### AUSGEWÄHLTER TEXTAUSZUG
********************

Entscheidungsstichwort (Thema)
Verfahrensrecht/Abgabenordnung
Leitsatz (amtlich)
Die Ablehnung der Aussetzung der Vollziehung (ß 251 AO a. F.) eines Bescheides über Nachforderungen nicht mehr abwälzbarer Abschöpfungsbeträge für Geflügel war mit Rücksicht auf die ernsten Bedenken gegen die Gültigkeit der Verordnung vom 7. September 1962 mit Recht und Billigkeit nicht vereinbar.
Zur Frage der Sicherheitsleistung in solchen Fällen. AO a. F. § 251; Verordnung über eine zusätzliche Abschöpfung bei der Einfuhr von Eiern und Geflügel vom 7. September 1962 (Bundesanzeiger 1962
Normenkette
AO §§ 251, 242
Tatbestand
I. -
Die Klägerin ließ in der Zeit vom 3. April bis 8. August 1963 bei verschiedenen Zollstellen amerikanische Geflügelteile der Abschöpfungstarifstellen 02.02 - B - II - a und 02-02 - B - II - b zum freien Verkehr abfertigen. Da die auf der Grundlage der Rechnungspreise festgesetzten Zollwerte nicht unter den in Spalte 13 des Abschöpfungstarifs angegebenen Einschleusungspreisen lagen, wurden keine zusätzlichen Abschöpfungsbeträge nach der Verordnung über eine zusätzliche Abschöpfung bei der Einfuhr von Eiern und Geflügel vom 7. September 1962 (Bundeszollblatt - BZBl - 1962 S. 814) erhoben. Auf Grund späterer Ermittlungen kam die Verwaltung zu dem Ergebnis, daß die Rechnungspreise über den handelsüblichen Wettbewerbspreisen lägen und die Zollwerte zu hoch festgesetzt worden seien. Unter Berichtigung der Zollwerte forderte das Zollamt die danach zu zahlenden zusätzlichen Abschöpfungsbeträge in Höhe von ... DM durch Steuerbescheid vom 6. Juli 1964 nach.

********************

### ARBEITSMATERIAL
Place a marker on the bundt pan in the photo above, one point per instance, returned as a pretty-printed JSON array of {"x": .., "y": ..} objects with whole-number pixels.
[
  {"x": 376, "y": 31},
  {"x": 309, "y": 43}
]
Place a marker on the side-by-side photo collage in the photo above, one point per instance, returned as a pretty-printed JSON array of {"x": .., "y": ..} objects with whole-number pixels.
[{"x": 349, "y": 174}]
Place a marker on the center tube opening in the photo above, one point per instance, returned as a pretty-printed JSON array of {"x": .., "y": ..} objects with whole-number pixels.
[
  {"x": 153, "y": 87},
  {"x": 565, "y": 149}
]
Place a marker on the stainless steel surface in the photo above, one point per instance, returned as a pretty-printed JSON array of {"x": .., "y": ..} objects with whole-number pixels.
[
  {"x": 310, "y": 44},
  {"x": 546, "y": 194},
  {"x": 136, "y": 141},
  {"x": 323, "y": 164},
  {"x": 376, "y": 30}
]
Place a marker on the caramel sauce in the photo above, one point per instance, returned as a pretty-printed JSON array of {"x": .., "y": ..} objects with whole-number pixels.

********************

### AUFGABENSTELLUNG
Tausche im Entscheidungstext „Geflügel“ gegen „Eier“ aus. Gib dann den Abschnitt wieder, der bei den Worten „Verfahrensrecht/Abgabenordnung“ beginnt und nach „Billigkeit nicht vereinbar.“ endet.

### LÖSUNG
Verfahrensrecht/Abgabenordnung
Leitsatz (amtlich)
Die Ablehnung der Aussetzung der Vollziehung (ß 251 AO a. F.) eines Bescheides über Nachforderungen nicht mehr abwälzbarer Abschöpfungsbeträge für Eier war mit Rücksicht auf die ernsten Bedenken gegen die Gültigkeit der Verordnung vom 7. September 1962 mit Recht und Billigkeit nicht vereinbar.